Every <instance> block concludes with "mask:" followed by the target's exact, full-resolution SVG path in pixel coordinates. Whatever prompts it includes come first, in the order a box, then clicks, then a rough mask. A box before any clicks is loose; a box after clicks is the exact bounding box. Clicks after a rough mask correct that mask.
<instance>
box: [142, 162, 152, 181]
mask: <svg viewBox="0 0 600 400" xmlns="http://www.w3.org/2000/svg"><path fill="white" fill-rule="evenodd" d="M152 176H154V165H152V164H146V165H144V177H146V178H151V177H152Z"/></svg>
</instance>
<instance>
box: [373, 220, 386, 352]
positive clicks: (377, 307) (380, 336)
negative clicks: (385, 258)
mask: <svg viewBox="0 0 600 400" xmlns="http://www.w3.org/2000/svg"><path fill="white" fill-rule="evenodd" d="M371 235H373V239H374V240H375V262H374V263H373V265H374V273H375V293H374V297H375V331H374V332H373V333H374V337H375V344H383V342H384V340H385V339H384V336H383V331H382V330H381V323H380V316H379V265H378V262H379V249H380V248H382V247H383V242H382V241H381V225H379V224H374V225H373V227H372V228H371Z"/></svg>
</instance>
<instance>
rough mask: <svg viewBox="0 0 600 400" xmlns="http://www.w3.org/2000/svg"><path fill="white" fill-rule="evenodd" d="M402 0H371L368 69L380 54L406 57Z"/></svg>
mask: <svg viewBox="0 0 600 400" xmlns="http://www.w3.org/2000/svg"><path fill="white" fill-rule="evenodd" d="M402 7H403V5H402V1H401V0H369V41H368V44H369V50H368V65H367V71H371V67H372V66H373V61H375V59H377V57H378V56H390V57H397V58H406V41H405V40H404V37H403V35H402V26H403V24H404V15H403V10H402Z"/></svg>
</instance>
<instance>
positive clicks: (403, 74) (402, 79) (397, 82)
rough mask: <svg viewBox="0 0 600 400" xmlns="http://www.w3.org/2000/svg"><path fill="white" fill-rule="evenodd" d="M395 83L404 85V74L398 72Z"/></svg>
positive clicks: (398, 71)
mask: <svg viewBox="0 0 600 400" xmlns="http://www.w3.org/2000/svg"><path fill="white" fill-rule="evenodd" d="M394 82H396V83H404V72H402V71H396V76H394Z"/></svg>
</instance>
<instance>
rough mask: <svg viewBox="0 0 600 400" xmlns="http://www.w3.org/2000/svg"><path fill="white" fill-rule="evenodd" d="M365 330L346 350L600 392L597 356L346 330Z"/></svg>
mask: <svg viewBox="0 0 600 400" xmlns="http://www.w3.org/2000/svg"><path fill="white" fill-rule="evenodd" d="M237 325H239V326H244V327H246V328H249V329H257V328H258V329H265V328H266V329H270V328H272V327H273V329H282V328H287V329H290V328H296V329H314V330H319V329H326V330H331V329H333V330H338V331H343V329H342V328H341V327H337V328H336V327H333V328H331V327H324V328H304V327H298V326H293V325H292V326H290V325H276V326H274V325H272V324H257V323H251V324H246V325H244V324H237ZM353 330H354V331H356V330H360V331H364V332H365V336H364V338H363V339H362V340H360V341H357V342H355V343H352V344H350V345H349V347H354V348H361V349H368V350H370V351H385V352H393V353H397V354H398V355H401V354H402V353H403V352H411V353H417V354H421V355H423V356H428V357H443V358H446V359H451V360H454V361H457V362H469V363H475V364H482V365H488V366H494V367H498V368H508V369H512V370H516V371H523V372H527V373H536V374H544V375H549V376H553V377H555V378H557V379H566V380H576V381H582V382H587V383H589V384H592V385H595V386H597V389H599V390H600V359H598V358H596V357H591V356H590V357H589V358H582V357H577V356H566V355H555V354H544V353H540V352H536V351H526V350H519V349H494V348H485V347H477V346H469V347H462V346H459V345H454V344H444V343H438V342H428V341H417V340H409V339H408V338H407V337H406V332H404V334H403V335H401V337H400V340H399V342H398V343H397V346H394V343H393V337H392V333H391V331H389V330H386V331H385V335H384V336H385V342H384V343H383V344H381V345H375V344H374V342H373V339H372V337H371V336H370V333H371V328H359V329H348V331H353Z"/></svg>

## Problem to solve:
Retype all of the records above, keeping them identical.

## Result for this exercise:
Every <instance> block concludes with "mask:" followed by the target's exact, full-resolution SVG path in pixel coordinates. Whatever prompts it includes come first, in the order a box, then clicks, then a rough mask. A box before any clicks is loose; a box after clicks is the exact bounding box. Clicks after a rough mask correct that mask.
<instance>
box: [142, 162, 152, 181]
mask: <svg viewBox="0 0 600 400" xmlns="http://www.w3.org/2000/svg"><path fill="white" fill-rule="evenodd" d="M152 176H154V165H152V164H146V165H144V177H146V178H151V177H152Z"/></svg>
</instance>
<instance>
box: [373, 220, 386, 352]
positive clicks: (377, 307) (380, 336)
negative clicks: (385, 258)
mask: <svg viewBox="0 0 600 400" xmlns="http://www.w3.org/2000/svg"><path fill="white" fill-rule="evenodd" d="M371 235H373V239H374V240H375V262H374V263H373V265H374V273H375V293H374V297H375V331H374V332H373V333H374V337H375V344H383V342H384V340H385V339H384V336H383V331H382V330H381V323H380V316H379V265H378V262H379V249H380V248H382V247H383V242H382V241H381V225H379V224H374V225H373V227H372V228H371Z"/></svg>
</instance>
<instance>
rough mask: <svg viewBox="0 0 600 400" xmlns="http://www.w3.org/2000/svg"><path fill="white" fill-rule="evenodd" d="M402 0H371L368 69L380 54L406 57Z"/></svg>
mask: <svg viewBox="0 0 600 400" xmlns="http://www.w3.org/2000/svg"><path fill="white" fill-rule="evenodd" d="M402 7H403V5H402V1H401V0H369V41H368V44H369V50H368V65H367V71H371V67H372V66H373V61H375V59H377V57H378V56H390V57H397V58H406V41H405V40H404V37H403V35H402V26H403V24H404V15H403V10H402Z"/></svg>
</instance>
<instance>
positive clicks: (403, 74) (402, 79) (397, 82)
rough mask: <svg viewBox="0 0 600 400" xmlns="http://www.w3.org/2000/svg"><path fill="white" fill-rule="evenodd" d="M395 83L404 85V74L398 72Z"/></svg>
positive clicks: (398, 71)
mask: <svg viewBox="0 0 600 400" xmlns="http://www.w3.org/2000/svg"><path fill="white" fill-rule="evenodd" d="M394 82H396V83H404V72H402V71H396V76H394Z"/></svg>
</instance>
<instance>
rough mask: <svg viewBox="0 0 600 400" xmlns="http://www.w3.org/2000/svg"><path fill="white" fill-rule="evenodd" d="M365 330L346 350L600 392L597 356L346 330Z"/></svg>
mask: <svg viewBox="0 0 600 400" xmlns="http://www.w3.org/2000/svg"><path fill="white" fill-rule="evenodd" d="M237 325H239V326H244V327H246V328H249V329H257V328H258V329H265V328H266V329H270V328H272V327H273V329H282V328H287V329H290V328H296V329H314V330H319V329H326V330H331V329H333V330H338V331H343V329H342V328H341V327H337V328H336V327H333V328H331V327H324V328H304V327H298V326H293V325H292V326H290V325H276V326H274V325H272V324H257V323H251V324H246V325H244V324H237ZM353 330H354V331H356V330H360V331H364V332H365V336H364V338H363V339H362V340H360V341H357V342H355V343H352V344H350V345H349V347H354V348H361V349H368V350H370V351H385V352H393V353H397V354H398V355H401V354H402V353H403V352H411V353H417V354H421V355H423V356H428V357H443V358H446V359H451V360H454V361H457V362H469V363H475V364H482V365H488V366H494V367H498V368H508V369H512V370H516V371H523V372H527V373H536V374H544V375H549V376H553V377H555V378H557V379H566V380H576V381H582V382H587V383H589V384H592V385H595V386H597V389H599V390H600V359H598V358H596V357H591V356H590V357H589V358H582V357H577V356H566V355H555V354H544V353H540V352H536V351H526V350H519V349H494V348H485V347H477V346H469V347H462V346H459V345H454V344H444V343H438V342H428V341H417V340H409V339H408V338H407V337H406V332H404V334H403V335H401V337H400V340H399V342H398V343H397V346H394V343H393V337H392V333H391V331H389V330H386V331H385V335H384V336H385V342H384V343H383V344H381V345H375V344H374V342H373V339H372V337H371V336H370V333H371V328H359V329H348V331H353Z"/></svg>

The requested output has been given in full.